■ **EXERCISE DETAILS**
Would you set down every entry shown below, precisely as written?

:::

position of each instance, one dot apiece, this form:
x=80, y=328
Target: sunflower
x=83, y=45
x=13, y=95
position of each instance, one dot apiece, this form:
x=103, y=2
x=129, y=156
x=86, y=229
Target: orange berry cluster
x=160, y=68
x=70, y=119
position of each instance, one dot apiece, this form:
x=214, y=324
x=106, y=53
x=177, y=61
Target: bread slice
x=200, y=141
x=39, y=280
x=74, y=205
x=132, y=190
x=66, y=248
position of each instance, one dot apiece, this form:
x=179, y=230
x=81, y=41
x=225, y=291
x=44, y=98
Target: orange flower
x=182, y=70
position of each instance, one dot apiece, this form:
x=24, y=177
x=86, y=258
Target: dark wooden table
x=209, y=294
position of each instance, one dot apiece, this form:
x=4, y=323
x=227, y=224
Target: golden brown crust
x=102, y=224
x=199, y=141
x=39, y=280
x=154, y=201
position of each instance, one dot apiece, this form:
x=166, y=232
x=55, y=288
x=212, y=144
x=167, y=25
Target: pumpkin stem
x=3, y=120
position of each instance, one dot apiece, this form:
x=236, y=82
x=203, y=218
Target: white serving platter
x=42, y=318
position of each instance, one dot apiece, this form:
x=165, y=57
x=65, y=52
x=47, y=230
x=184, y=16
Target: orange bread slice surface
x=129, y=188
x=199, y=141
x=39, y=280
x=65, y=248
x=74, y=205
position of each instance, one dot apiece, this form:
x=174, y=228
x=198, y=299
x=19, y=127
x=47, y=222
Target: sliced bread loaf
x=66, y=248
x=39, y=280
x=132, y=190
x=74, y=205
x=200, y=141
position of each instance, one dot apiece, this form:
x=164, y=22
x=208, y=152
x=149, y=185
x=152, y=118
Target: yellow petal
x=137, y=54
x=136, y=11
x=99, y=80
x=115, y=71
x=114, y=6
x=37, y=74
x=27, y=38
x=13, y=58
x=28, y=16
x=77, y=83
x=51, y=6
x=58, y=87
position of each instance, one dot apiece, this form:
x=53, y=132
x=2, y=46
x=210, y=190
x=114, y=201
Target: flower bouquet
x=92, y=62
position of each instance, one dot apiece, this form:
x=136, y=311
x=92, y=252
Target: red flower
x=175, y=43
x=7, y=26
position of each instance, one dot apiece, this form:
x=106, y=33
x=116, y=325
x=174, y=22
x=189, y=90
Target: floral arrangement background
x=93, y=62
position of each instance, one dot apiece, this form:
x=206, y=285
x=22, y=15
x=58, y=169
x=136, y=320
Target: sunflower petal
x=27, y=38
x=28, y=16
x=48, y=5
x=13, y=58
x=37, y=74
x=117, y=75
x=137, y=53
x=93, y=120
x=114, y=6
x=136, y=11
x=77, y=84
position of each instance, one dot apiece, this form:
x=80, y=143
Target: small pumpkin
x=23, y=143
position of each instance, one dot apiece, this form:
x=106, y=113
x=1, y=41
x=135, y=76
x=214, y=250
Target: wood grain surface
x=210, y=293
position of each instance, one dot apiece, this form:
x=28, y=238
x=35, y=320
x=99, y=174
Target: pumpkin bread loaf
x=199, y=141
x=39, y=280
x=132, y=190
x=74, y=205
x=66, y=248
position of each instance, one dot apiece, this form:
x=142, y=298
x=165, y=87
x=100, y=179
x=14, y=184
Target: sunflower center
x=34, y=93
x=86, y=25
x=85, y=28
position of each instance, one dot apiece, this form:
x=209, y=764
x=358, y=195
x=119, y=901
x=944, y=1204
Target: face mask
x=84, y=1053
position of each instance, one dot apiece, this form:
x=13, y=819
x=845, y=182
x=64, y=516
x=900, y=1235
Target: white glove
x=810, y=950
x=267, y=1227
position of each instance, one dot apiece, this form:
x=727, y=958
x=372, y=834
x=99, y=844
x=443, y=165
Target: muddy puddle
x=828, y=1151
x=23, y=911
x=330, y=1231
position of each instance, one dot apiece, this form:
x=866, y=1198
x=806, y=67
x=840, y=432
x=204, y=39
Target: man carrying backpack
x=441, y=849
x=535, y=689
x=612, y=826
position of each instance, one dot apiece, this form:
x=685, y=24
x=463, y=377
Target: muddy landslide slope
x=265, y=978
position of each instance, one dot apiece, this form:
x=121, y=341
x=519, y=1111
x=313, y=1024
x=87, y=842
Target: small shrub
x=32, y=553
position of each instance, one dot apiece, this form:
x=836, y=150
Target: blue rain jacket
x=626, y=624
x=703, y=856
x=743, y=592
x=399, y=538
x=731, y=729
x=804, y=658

:::

■ **FINISHED EXERCISE**
position of each instance, one dot apiece, this form:
x=80, y=328
Target: sunflower
x=83, y=45
x=13, y=95
position of each instance, one dot apiece, this form:
x=103, y=2
x=129, y=156
x=86, y=229
Target: orange berry cluster
x=160, y=68
x=70, y=119
position of each instance, one dot apiece, this form:
x=214, y=324
x=106, y=53
x=177, y=61
Target: bread slice
x=200, y=141
x=39, y=280
x=74, y=205
x=132, y=190
x=66, y=248
position of each instance, one dot apiece, this form:
x=179, y=230
x=81, y=41
x=225, y=291
x=44, y=98
Target: orange flower
x=182, y=70
position of each instance, one dot apiece, this form:
x=24, y=177
x=86, y=258
Target: dark wooden table
x=209, y=294
position of each instance, one dot apiece, this form:
x=4, y=323
x=227, y=224
Target: golden brown crust
x=102, y=224
x=199, y=141
x=39, y=280
x=154, y=201
position of each instance, one dot apiece, this form:
x=166, y=232
x=55, y=288
x=212, y=144
x=167, y=25
Target: pumpkin stem
x=3, y=120
position of each instance, one dot apiece, this form:
x=236, y=82
x=203, y=218
Target: white serving platter
x=42, y=318
position of each instance, one dot apiece, this form:
x=165, y=57
x=65, y=52
x=47, y=230
x=184, y=16
Target: orange bread slice surface
x=129, y=188
x=199, y=141
x=39, y=280
x=65, y=248
x=74, y=205
position of each instance, one dot apiece, this form:
x=174, y=228
x=198, y=299
x=19, y=127
x=47, y=222
Target: sliced bread loaf
x=66, y=248
x=39, y=280
x=132, y=190
x=74, y=205
x=200, y=141
position of each instance, one dot apiece, this form:
x=164, y=22
x=208, y=152
x=149, y=185
x=152, y=118
Target: yellow petal
x=137, y=54
x=136, y=11
x=99, y=80
x=115, y=71
x=114, y=6
x=37, y=74
x=27, y=38
x=13, y=58
x=28, y=16
x=77, y=83
x=51, y=6
x=58, y=87
position of each instance, one dot apiece, this form:
x=53, y=132
x=2, y=46
x=210, y=190
x=114, y=201
Target: flower bouquet
x=92, y=62
position of each instance, one dot apiece, this form:
x=136, y=311
x=92, y=252
Target: red flower
x=175, y=43
x=7, y=26
position of each instance, one dot apiece, this form:
x=106, y=33
x=116, y=325
x=174, y=22
x=189, y=90
Target: floral arrangement background
x=93, y=62
position of each instance, one dot apiece, this form:
x=206, y=285
x=22, y=15
x=58, y=169
x=136, y=320
Target: sunflower petal
x=27, y=38
x=28, y=16
x=48, y=5
x=13, y=58
x=37, y=74
x=117, y=75
x=137, y=53
x=93, y=120
x=114, y=6
x=136, y=11
x=77, y=84
position of each instance, one dot apiece, this form:
x=80, y=143
Target: small pumpkin
x=23, y=143
position of each instance, one dot apiece, this form:
x=106, y=113
x=1, y=41
x=135, y=76
x=214, y=250
Target: wood grain surface
x=210, y=293
position of each instance, one dot apiece, this form:
x=28, y=238
x=35, y=320
x=99, y=174
Target: pumpkin bread loaf
x=199, y=141
x=39, y=280
x=132, y=190
x=74, y=205
x=66, y=248
position of each instance, one dot apiece, this form:
x=142, y=298
x=165, y=87
x=100, y=179
x=14, y=184
Target: sunflower center
x=34, y=93
x=86, y=25
x=85, y=28
position of each instance, one dot apiece, this form:
x=209, y=764
x=358, y=195
x=119, y=901
x=944, y=1204
Target: face mask
x=84, y=1053
position of each instance, one dot apiece, this form:
x=13, y=819
x=845, y=182
x=64, y=516
x=900, y=1235
Target: white glove
x=810, y=950
x=267, y=1227
position of each instance, one dot apiece, this form:
x=727, y=958
x=372, y=834
x=99, y=844
x=443, y=165
Target: muddy puddle
x=828, y=1151
x=23, y=911
x=330, y=1231
position of each instance, one dot apiece, this form:
x=866, y=1198
x=806, y=67
x=840, y=432
x=204, y=39
Target: man carrying backpack
x=441, y=849
x=535, y=689
x=612, y=826
position of each instance, one dot apiece, this form:
x=685, y=24
x=463, y=377
Target: muddy landslide slope
x=265, y=978
position of each instance, one dot apiece, this form:
x=121, y=341
x=519, y=1111
x=313, y=1024
x=87, y=842
Target: small shrub
x=32, y=553
position of each instance, one dot apiece, this form:
x=836, y=150
Target: blue rain jacket
x=626, y=624
x=703, y=856
x=743, y=592
x=399, y=538
x=731, y=729
x=804, y=658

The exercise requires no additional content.